§ **PROBLEM STATEMENT**
Count the lines in the records below that contain the string "blue", treating case as significant, and reply with only the number.

Excerpts of bounding box data
++++++
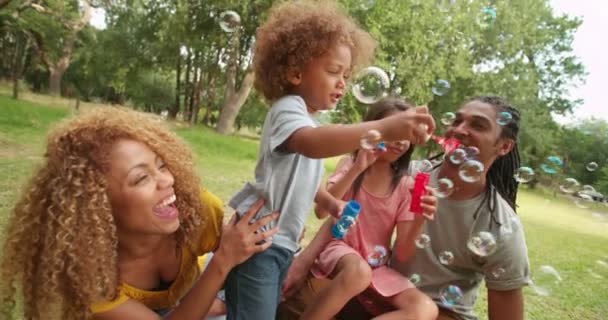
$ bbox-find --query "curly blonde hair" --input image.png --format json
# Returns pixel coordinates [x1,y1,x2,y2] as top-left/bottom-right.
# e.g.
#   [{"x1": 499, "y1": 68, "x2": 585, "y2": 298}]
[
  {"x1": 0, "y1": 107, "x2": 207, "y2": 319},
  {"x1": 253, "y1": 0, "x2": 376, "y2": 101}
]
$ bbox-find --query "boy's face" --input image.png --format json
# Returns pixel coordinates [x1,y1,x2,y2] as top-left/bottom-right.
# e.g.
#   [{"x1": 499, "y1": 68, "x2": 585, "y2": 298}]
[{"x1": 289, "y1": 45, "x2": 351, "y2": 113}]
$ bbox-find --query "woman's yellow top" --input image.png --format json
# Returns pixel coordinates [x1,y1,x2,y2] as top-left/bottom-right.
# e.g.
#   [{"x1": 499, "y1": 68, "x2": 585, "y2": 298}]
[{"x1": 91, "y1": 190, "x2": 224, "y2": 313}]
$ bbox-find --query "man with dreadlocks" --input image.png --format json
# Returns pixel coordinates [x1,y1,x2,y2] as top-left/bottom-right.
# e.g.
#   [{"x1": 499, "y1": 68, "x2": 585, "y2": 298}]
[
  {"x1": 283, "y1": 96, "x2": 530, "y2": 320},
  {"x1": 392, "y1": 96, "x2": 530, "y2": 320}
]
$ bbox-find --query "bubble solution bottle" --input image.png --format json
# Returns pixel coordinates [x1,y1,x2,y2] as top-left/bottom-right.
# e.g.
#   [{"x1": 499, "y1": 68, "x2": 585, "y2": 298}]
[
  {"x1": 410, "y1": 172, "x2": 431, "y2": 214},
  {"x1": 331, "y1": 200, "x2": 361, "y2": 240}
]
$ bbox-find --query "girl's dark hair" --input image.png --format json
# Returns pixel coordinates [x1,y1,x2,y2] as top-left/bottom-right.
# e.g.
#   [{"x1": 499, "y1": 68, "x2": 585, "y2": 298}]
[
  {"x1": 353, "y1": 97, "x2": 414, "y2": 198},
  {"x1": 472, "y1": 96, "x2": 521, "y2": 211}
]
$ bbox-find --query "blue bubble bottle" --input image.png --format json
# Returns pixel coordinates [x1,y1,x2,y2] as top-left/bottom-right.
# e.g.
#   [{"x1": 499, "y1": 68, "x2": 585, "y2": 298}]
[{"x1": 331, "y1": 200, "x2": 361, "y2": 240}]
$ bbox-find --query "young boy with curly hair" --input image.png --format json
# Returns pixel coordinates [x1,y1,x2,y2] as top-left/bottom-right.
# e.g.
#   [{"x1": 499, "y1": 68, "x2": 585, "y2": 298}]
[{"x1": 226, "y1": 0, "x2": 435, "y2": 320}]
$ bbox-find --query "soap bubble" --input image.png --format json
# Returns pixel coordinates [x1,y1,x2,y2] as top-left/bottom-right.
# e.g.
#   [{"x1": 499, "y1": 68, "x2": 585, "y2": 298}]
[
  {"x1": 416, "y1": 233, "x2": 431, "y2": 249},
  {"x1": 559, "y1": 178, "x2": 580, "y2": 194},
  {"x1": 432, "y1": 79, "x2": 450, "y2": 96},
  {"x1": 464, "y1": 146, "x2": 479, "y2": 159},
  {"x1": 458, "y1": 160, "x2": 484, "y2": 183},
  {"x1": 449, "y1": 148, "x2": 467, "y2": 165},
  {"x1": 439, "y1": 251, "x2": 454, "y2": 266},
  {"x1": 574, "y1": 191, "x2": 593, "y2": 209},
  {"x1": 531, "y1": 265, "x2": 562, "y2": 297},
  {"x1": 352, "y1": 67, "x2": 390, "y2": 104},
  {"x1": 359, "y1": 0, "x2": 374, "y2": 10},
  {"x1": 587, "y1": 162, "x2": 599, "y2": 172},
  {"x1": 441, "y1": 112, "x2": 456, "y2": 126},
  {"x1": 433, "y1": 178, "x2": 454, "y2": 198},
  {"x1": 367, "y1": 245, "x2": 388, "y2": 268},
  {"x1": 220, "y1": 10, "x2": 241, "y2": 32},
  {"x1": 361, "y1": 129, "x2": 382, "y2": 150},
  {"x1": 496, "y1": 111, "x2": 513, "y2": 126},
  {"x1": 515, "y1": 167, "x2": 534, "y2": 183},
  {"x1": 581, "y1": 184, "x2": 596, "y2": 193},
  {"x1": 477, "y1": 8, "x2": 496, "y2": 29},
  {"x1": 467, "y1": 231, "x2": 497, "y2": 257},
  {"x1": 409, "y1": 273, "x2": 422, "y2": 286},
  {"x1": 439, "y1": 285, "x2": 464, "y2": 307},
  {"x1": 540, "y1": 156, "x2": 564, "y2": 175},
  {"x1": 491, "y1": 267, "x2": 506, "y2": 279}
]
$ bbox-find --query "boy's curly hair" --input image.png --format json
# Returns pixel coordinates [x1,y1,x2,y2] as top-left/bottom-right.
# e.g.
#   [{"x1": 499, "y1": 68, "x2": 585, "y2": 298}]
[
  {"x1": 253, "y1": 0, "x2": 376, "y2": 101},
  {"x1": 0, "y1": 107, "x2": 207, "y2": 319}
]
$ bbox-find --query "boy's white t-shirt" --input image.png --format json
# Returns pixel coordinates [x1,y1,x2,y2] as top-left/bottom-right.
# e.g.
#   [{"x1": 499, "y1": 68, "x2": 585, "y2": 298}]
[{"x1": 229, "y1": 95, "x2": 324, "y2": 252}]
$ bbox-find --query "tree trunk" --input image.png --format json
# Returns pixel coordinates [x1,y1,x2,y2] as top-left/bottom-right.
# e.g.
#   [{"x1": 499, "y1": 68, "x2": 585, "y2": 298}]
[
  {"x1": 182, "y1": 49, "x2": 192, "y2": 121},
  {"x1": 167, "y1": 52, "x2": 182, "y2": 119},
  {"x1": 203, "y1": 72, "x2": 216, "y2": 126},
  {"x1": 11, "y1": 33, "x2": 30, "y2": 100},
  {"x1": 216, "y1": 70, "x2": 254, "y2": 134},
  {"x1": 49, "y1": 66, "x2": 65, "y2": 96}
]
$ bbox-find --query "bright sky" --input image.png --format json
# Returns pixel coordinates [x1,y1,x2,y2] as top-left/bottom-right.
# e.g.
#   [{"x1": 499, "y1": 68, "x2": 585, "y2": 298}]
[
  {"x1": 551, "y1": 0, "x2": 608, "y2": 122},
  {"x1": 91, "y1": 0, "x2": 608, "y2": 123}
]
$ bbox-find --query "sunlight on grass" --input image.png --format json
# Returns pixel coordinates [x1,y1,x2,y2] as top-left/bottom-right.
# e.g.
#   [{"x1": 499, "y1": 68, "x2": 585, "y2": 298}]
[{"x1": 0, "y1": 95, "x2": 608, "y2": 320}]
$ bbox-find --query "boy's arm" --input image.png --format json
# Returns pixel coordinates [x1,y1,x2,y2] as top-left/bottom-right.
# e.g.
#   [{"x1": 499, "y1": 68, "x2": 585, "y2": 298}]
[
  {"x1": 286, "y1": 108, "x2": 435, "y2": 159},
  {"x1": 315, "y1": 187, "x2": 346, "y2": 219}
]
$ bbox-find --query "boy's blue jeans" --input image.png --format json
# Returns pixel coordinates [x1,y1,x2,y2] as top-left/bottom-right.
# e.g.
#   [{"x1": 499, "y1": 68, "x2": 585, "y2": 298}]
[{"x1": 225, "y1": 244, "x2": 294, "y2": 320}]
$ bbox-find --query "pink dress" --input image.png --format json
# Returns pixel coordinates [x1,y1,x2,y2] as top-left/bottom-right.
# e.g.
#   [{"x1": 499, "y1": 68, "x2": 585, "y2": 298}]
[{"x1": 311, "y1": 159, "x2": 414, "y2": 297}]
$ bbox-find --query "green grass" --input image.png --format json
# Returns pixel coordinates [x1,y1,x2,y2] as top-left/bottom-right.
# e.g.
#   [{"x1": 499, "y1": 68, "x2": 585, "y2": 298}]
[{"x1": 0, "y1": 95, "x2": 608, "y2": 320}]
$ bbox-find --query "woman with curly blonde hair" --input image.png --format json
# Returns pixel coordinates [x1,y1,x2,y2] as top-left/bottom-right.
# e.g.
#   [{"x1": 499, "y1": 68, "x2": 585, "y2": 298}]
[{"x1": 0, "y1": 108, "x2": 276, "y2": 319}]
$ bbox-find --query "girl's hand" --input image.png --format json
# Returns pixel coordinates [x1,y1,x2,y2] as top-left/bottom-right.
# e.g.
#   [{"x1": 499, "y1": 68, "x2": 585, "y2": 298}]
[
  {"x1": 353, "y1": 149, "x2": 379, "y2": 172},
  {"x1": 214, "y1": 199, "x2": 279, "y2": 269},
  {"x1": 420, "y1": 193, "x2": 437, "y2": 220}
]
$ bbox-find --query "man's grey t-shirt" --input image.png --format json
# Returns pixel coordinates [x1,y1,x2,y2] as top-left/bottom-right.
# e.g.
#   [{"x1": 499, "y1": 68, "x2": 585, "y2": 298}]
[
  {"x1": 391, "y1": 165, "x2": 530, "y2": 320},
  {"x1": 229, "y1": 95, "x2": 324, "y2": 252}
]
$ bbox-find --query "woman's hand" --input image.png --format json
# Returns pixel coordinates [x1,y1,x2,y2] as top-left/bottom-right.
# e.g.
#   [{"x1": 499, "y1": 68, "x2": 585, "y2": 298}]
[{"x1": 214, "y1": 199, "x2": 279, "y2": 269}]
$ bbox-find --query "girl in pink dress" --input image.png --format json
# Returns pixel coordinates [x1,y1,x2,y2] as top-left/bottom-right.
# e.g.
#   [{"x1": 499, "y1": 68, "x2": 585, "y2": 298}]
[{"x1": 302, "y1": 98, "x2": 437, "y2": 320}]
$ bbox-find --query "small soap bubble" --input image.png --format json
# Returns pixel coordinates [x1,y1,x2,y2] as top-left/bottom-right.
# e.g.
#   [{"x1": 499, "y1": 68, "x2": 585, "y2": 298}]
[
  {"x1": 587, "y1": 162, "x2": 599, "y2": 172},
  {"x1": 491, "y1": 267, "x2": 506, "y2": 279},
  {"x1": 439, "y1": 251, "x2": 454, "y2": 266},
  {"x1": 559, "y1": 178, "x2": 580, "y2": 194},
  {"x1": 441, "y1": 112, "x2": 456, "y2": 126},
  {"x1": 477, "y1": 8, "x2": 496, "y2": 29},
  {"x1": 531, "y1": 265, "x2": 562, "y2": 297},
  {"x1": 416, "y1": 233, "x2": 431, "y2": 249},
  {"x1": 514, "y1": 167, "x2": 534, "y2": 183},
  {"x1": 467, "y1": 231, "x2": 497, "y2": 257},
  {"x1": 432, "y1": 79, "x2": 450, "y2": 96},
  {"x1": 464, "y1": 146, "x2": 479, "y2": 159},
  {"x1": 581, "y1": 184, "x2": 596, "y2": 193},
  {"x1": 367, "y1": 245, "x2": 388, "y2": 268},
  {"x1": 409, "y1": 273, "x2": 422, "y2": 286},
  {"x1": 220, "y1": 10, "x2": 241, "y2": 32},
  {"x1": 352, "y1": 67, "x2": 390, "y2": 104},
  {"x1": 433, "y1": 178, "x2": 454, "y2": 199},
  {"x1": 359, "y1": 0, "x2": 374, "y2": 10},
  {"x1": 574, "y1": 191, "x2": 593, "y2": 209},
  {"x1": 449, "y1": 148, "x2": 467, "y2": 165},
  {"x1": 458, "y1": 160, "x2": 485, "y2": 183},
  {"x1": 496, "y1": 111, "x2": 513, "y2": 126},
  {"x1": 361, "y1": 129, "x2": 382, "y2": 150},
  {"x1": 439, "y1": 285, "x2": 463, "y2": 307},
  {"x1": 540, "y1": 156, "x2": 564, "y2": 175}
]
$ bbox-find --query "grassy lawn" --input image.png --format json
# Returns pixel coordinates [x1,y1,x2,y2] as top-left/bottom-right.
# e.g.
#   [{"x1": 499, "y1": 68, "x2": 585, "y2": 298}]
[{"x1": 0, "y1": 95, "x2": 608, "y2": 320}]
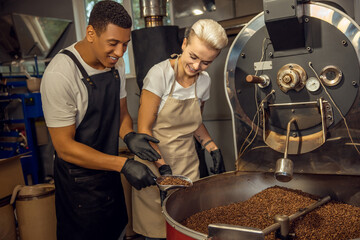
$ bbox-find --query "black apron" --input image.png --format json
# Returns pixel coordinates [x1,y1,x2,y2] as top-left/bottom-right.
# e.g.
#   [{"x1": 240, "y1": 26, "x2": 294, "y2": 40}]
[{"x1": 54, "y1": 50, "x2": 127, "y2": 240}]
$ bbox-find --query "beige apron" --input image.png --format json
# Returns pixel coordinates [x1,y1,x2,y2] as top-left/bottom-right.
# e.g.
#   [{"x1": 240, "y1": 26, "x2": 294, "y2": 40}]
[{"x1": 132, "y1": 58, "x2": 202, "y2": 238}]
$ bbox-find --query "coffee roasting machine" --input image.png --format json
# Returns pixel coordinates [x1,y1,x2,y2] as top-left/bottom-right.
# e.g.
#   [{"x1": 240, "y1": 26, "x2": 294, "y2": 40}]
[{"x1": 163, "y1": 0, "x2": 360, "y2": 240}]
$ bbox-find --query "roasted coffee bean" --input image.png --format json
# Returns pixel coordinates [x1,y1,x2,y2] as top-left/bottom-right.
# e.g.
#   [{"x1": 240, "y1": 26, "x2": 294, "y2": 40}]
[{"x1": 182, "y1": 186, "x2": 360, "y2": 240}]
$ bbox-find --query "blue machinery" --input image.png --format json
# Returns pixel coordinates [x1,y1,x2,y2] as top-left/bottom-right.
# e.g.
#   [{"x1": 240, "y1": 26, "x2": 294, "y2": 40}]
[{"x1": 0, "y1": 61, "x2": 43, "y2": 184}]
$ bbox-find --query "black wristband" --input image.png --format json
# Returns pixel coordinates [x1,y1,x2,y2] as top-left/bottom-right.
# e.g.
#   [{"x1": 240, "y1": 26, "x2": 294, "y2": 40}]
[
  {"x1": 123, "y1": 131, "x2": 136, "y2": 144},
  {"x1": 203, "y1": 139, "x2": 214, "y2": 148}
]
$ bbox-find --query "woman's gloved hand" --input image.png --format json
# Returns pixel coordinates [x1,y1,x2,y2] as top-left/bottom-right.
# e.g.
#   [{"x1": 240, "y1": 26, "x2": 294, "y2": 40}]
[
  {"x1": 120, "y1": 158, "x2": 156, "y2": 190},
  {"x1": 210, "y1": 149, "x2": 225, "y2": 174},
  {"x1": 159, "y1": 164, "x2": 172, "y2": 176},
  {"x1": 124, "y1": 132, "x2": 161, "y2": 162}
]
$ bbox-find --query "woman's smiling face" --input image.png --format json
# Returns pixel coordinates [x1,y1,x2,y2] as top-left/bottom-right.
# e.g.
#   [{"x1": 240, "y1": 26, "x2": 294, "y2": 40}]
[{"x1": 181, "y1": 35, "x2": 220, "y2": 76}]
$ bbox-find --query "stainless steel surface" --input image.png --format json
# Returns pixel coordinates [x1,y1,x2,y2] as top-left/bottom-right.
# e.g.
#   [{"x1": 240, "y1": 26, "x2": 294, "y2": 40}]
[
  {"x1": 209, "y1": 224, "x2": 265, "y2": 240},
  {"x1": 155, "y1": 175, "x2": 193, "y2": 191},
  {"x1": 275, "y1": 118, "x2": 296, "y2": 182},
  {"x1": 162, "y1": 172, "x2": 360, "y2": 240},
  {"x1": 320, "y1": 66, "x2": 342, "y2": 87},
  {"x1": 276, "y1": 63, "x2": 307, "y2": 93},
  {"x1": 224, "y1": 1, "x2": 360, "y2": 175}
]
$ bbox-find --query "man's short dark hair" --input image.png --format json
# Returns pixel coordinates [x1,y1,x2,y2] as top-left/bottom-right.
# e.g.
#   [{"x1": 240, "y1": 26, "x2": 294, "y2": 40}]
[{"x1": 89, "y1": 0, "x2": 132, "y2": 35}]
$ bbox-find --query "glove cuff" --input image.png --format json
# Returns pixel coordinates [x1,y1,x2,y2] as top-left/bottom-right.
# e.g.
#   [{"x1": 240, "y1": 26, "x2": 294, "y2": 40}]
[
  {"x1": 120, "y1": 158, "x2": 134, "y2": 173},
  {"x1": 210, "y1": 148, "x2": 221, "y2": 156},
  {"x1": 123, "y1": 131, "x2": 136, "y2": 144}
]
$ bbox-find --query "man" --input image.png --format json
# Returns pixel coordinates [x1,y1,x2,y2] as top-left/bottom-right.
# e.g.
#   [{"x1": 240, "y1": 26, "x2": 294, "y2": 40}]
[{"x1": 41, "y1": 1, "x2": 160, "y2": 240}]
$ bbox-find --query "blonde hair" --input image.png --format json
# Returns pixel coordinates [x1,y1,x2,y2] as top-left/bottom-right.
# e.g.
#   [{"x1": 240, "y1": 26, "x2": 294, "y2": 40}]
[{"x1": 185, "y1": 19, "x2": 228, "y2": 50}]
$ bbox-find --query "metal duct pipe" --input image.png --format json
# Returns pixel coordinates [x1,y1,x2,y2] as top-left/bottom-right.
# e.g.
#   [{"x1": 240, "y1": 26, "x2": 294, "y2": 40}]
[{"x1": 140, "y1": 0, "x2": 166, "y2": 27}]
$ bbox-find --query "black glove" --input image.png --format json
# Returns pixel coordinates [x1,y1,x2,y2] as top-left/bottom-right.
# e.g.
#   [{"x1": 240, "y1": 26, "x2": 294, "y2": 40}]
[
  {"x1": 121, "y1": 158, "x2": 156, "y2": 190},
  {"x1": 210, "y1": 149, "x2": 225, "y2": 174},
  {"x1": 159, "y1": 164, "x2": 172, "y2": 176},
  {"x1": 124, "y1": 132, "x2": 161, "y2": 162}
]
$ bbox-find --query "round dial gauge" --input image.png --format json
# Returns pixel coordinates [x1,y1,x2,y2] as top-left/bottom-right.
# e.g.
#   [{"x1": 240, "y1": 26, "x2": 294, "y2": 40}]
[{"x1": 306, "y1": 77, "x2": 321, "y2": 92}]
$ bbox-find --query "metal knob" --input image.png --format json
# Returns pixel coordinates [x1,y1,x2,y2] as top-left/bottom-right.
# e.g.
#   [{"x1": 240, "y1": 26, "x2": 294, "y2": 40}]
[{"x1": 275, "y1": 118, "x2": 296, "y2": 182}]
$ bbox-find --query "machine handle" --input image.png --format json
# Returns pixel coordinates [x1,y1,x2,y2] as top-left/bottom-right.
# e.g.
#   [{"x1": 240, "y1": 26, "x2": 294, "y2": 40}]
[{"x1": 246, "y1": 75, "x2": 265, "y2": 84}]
++++++
§ **WRITTEN ANSWER**
3